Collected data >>
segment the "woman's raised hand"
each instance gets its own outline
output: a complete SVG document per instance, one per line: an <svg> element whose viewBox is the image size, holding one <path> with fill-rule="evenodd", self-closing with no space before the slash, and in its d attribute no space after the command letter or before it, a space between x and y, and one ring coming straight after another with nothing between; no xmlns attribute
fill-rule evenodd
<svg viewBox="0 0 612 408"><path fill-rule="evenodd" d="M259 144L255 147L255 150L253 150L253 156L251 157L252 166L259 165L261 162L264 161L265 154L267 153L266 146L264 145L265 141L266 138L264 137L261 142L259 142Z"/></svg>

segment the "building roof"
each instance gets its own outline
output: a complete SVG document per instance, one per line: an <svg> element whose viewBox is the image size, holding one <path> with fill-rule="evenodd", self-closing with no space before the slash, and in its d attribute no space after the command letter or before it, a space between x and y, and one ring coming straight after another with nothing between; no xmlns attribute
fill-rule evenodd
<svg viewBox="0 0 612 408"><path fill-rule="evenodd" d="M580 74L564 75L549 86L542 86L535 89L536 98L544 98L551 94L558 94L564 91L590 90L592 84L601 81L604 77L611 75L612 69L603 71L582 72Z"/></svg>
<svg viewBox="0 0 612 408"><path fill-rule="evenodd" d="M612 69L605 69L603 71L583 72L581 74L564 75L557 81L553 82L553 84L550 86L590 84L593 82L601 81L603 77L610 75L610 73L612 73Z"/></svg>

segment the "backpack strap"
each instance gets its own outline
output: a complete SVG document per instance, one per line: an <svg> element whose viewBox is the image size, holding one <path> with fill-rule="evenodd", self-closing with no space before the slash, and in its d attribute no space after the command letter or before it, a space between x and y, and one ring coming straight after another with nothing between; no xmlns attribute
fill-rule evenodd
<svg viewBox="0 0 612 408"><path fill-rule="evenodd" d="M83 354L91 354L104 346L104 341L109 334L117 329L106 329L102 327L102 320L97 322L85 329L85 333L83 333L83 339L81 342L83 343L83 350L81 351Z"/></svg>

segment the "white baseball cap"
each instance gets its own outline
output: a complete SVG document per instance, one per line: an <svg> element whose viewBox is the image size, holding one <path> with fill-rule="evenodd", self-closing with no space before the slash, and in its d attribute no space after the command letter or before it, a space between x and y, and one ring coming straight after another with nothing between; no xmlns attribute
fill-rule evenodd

Work to be completed >> Print each entry exactly as it was written.

Exercise solution >>
segment the "woman's raised hand"
each instance gets its own outline
output: a complete SVG document per instance, one per line: an <svg> element whose viewBox is the image size, holding one <path> with fill-rule="evenodd", self-closing with no space before the slash, and in its d attribute no space after the command letter or before it, a space between x and y, and one ring coming straight after another with nothing between; no xmlns attribute
fill-rule evenodd
<svg viewBox="0 0 612 408"><path fill-rule="evenodd" d="M259 144L255 147L255 150L253 150L253 156L251 157L252 166L259 165L261 162L264 161L265 154L267 153L266 146L264 145L265 141L266 138L264 137L261 142L259 142Z"/></svg>

segment the "building roof"
each instance gets its own outline
output: a complete SVG document per instance, one per line: an <svg> element whose viewBox is the image size, holding one <path> with fill-rule="evenodd", self-closing with no space before the slash, and in its d attribute no space after the command letter or before it, a space between x and y, and one ring coming straight after another with nothing between; no xmlns attribute
fill-rule evenodd
<svg viewBox="0 0 612 408"><path fill-rule="evenodd" d="M580 74L564 75L549 86L542 86L535 89L536 98L544 98L551 94L558 94L564 91L590 90L592 84L601 81L604 77L611 75L612 69L603 71L582 72Z"/></svg>
<svg viewBox="0 0 612 408"><path fill-rule="evenodd" d="M612 69L605 69L603 71L583 72L581 74L564 75L557 81L553 82L553 84L550 86L590 84L593 82L601 81L603 77L610 75L610 73L612 73Z"/></svg>

segment the "backpack strap"
each instance gets its own outline
output: a complete SVG document per instance, one per line: an <svg> element whose viewBox is the image size, holding one <path> with fill-rule="evenodd", self-closing with no space before the slash, and in its d attribute no space after the command letter or before it, a space between x and y, and one ring coming straight after another with nothing between; no xmlns attribute
fill-rule evenodd
<svg viewBox="0 0 612 408"><path fill-rule="evenodd" d="M83 354L91 354L104 346L104 341L109 334L117 329L106 329L102 327L102 320L97 322L85 329L85 333L83 333L83 339L81 342L83 343L83 350L81 351Z"/></svg>

segment the "white baseball cap"
each instance gets its own outline
output: a complete SVG document per instance, one per line: an <svg> element whose viewBox is the image size, holding one <path> with fill-rule="evenodd", self-closing with no space before the slash, and in its d attribute no space after the command letter or before it, a space between x and y, and one ring coming straight after another with nothing between; no xmlns attribute
fill-rule evenodd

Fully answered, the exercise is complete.